__取り組む課題__: 障害学生の受け入れに関する本文のうち、「さらに、「コストの壁」である」から「枷になっている点は否めない。」までを、両端の語句も含めて一字一句違えずに書き写すこと。

__本文__:
★ ★ ★ ★ ★ ★ ★

さらに、「コストの壁」である。障害学生を受け入れる場合、点字翻訳、教材テキストのデータ化、手話通訳、ノートテイク(授業の内容をノートに要約して伝える手法)、パソコンノートテイク(授業の内容をパソコンで要約して入力して伝える手法)などの支援について、相応のコストと手間が掛かるのは事実である。例えば、支援機器に関しては、コンピューターのスクリーンに表示される情報をリアルタイムに点字で表示する「点字ディスプレイ」は50~100万円、テキストや資料を点字で印刷する「点字プリンタ」は100~200万円掛かる。聴覚障害者向けに手話通訳やパソコンテイク、ノートテイクを講じる場合も、長時間の授業を1人で対応するのは困難なため、必ず複数で対応することになり、相応の人件費を要する。多くの大学では「支援する学生にとって学習機会になる」という考え方の下、1回当たり1000円程度を受け取る有償学生ボランティアスタッフの手によって支援が担われているが、財政基盤の弱い小規模校を中心に、こうしたコストが受け入れの足枷になっている点は否めない。
* 本稿執筆に際しては、東京財団研究会の議論に加えて、学識者や国・自治体の実務者、教育・福祉関係者から情報・助言を頂いた。ここに感謝の意を記したい。
*1 本稿は『東京新聞』2012年5月5日に従った。
*2 近年、「害」の字が好ましくないとして、「障がい」「障碍」などの字を当てるケースが増えているが、本稿は「障害」の表記で統一する。
*3 日本学生支援機構『平成23年度大学、短期大学及び高等専門学校における障害のある学生の修学支援に関する実態調査結果報告書』(2012年2月)。
*4 重複障害を持っている人はダブルカウントとなっている。一方、手帳給付に至っていない発達障害や内部障害を持っている人、うつ病や認知症、統合失調症の患者、一時的な入院患者などを含めれば、重複を除外したとしても全人口の10~15%程度の人が心身に不自由を感じている可能性がある。その意味では、誰もが障害を持っている、または持つ可能性があり、障害は人間の属性のごく一部であり、一般的な理解としての「障害者」とは「障害者手帳を持っている人」と考えるべきである。さらに、障害者手帳は各種支援措置を実施するかどうかの線引きに使われているに過ぎず、健常者と障害者の区分はあいまいであり、便宜的なものと理解すべきである。

★ ★ ★ ★ ★ ★ ★

__表示情報__:

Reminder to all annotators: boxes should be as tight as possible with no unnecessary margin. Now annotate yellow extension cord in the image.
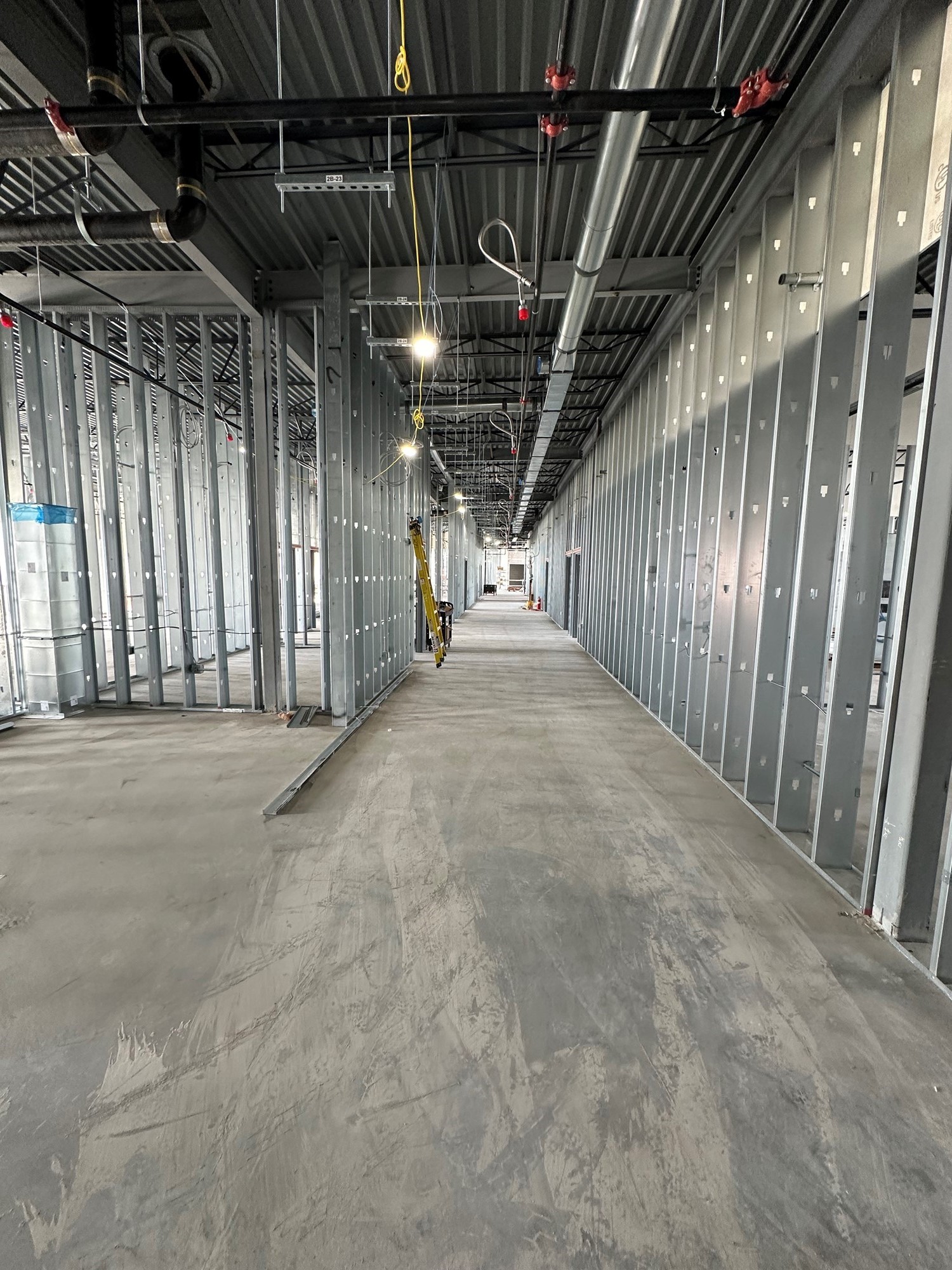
[393,0,426,442]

★ ★ ★ ★ ★ ★ ★

__解答__:
さらに、「コストの壁」である。障害学生を受け入れる場合、点字翻訳、教材テキストのデータ化、手話通訳、ノートテイク(授業の内容をノートに要約して伝える手法)、パソコンノートテイク(授業の内容をパソコンで要約して入力して伝える手法)などの支援について、相応のコストと手間が掛かるのは事実である。例えば、支援機器に関しては、コンピューターのスクリーンに表示される情報をリアルタイムに点字で表示する「点字ディスプレイ」は50~100万円、テキストや資料を点字で印刷する「点字プリンタ」は100~200万円掛かる。聴覚障害者向けに手話通訳やパソコンテイク、ノートテイクを講じる場合も、長時間の授業を1人で対応するのは困難なため、必ず複数で対応することになり、相応の人件費を要する。多くの大学では「支援する学生にとって学習機会になる」という考え方の下、1回当たり1000円程度を受け取る有償学生ボランティアスタッフの手によって支援が担われているが、財政基盤の弱い小規模校を中心に、こうしたコストが受け入れの足枷になっている点は否めない。